_PROBLEM REQUIREMENTS_
Taking the line that contains "Flag each blurred" as the first, copy each line exactly up to and including the last line below.

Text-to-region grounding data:

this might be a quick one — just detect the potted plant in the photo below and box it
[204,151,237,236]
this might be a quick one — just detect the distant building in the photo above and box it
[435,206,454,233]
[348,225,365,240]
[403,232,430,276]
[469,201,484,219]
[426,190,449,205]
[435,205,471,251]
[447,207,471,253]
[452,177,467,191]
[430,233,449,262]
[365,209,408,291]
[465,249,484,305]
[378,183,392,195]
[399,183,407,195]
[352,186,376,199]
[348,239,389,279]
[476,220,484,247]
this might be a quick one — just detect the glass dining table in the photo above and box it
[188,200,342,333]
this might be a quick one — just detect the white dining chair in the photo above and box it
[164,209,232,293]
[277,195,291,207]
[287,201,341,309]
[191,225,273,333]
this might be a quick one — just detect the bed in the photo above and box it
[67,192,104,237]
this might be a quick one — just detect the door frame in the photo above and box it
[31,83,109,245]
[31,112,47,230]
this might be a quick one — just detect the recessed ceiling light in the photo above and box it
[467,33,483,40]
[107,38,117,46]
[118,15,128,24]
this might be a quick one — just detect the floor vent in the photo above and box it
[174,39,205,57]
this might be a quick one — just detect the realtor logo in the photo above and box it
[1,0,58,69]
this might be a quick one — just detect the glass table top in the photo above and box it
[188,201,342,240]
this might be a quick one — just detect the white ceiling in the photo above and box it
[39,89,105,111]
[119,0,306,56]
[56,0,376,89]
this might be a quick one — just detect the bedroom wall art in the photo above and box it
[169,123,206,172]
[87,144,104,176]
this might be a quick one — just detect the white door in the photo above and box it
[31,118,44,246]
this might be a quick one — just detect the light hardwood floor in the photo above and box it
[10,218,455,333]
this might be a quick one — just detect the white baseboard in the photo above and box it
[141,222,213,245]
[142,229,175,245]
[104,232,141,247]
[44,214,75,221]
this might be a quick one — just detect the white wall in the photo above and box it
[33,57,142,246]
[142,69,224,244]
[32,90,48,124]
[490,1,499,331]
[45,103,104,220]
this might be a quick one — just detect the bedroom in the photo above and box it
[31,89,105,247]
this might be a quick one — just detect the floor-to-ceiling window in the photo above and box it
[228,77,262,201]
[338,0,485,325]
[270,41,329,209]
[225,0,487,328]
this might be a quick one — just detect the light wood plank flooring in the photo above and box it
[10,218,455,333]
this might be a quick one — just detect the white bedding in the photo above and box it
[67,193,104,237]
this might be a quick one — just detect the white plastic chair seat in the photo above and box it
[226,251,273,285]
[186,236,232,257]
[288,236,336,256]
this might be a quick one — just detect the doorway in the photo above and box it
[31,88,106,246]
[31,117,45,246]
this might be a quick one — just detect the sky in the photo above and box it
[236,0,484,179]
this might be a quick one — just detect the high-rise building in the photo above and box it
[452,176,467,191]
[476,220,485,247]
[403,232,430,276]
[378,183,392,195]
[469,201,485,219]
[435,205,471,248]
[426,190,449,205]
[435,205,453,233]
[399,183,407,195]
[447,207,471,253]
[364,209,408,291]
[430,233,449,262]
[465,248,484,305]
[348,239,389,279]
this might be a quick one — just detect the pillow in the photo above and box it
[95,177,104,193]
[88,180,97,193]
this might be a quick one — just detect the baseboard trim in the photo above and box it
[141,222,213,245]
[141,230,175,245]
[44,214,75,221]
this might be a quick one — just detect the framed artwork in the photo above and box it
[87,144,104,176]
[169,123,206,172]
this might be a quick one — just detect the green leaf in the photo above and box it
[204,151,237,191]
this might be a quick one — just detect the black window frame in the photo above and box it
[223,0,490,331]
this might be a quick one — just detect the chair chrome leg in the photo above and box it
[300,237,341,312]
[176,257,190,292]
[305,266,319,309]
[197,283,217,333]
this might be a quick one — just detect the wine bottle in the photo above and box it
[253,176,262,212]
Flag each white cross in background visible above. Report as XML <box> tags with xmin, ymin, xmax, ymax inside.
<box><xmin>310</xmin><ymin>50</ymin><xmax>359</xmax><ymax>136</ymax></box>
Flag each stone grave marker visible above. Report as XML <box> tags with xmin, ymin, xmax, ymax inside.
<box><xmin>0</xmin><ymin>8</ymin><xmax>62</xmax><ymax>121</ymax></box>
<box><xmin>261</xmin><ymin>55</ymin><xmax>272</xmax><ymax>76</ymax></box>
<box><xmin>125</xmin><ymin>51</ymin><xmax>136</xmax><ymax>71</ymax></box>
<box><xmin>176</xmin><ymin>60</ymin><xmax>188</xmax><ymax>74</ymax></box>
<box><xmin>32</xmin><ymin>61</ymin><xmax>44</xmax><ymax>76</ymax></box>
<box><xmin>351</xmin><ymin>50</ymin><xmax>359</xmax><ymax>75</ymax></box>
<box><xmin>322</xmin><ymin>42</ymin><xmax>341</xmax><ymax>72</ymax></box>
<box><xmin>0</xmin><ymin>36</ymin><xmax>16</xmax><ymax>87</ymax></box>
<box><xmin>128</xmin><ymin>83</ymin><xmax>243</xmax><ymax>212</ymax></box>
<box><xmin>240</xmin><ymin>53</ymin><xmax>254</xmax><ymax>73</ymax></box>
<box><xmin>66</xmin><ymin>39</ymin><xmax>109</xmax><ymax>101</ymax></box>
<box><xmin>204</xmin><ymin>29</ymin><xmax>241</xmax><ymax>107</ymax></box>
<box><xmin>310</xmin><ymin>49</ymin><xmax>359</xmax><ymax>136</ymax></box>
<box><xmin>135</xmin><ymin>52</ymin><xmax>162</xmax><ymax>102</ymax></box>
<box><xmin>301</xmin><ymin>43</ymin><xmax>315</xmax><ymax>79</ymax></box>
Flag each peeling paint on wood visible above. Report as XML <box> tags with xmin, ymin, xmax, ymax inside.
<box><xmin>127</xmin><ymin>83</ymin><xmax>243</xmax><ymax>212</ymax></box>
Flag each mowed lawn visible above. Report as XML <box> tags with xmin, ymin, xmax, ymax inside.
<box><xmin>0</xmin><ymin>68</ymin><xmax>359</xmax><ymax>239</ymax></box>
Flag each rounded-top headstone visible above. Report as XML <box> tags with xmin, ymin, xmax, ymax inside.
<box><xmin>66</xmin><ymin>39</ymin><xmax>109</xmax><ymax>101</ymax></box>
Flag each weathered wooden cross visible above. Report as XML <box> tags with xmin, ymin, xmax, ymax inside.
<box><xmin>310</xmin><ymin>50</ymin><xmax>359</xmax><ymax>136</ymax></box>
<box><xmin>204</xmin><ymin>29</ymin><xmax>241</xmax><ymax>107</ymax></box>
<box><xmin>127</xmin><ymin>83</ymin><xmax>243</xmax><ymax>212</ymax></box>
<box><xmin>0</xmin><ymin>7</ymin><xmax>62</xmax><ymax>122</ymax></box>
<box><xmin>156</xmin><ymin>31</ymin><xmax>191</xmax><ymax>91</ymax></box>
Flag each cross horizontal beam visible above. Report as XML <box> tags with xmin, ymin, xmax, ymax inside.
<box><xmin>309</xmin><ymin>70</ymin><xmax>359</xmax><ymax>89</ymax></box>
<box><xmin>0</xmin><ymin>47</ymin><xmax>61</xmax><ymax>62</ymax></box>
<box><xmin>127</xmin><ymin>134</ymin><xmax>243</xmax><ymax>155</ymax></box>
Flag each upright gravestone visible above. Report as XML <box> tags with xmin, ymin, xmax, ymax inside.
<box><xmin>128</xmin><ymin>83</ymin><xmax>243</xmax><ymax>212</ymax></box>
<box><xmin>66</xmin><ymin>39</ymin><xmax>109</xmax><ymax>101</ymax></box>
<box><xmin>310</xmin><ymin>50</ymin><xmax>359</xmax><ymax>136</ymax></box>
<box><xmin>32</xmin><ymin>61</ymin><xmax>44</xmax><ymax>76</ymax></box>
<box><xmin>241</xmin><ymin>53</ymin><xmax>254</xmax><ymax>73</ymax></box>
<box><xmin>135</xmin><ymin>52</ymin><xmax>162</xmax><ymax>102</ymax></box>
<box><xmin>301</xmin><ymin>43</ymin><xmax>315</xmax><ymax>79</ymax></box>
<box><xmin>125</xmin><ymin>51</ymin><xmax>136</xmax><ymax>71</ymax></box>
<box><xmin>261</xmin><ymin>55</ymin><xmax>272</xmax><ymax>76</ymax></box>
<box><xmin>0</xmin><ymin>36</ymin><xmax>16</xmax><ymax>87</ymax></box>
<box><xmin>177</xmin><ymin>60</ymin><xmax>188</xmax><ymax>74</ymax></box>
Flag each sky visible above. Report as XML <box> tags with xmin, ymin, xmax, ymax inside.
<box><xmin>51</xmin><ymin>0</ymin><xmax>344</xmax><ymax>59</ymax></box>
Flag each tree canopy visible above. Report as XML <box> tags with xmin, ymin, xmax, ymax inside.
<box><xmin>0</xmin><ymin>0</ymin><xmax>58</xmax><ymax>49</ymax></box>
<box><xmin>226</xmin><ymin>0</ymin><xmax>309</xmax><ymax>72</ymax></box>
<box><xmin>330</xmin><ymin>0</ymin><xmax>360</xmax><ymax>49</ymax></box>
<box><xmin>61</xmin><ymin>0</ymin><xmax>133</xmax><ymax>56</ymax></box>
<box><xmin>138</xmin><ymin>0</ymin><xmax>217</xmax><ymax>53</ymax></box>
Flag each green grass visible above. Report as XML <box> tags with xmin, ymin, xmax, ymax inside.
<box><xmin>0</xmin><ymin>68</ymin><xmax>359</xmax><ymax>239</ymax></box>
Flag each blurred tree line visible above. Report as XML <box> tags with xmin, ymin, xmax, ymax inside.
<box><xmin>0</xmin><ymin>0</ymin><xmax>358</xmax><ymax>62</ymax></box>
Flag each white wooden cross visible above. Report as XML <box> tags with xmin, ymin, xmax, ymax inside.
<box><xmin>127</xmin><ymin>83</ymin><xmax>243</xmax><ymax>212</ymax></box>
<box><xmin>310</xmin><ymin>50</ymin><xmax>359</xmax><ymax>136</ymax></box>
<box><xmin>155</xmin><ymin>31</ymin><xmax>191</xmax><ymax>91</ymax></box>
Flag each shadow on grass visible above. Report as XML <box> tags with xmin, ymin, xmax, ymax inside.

_RESPONSE TO THIS TASK_
Flag each blurred tree line visible above. Report as XML <box> tags with xmin, ymin, xmax, ymax inside.
<box><xmin>0</xmin><ymin>0</ymin><xmax>358</xmax><ymax>62</ymax></box>
Flag each white wooden cross visible above. Report as XML <box> tags with xmin, ymin, xmax, ymax inside.
<box><xmin>127</xmin><ymin>83</ymin><xmax>243</xmax><ymax>212</ymax></box>
<box><xmin>310</xmin><ymin>50</ymin><xmax>359</xmax><ymax>136</ymax></box>
<box><xmin>155</xmin><ymin>31</ymin><xmax>191</xmax><ymax>91</ymax></box>
Flag each shadow on grass visible above. Report as XML <box> tags with xmin, ymin, xmax, ymax inside.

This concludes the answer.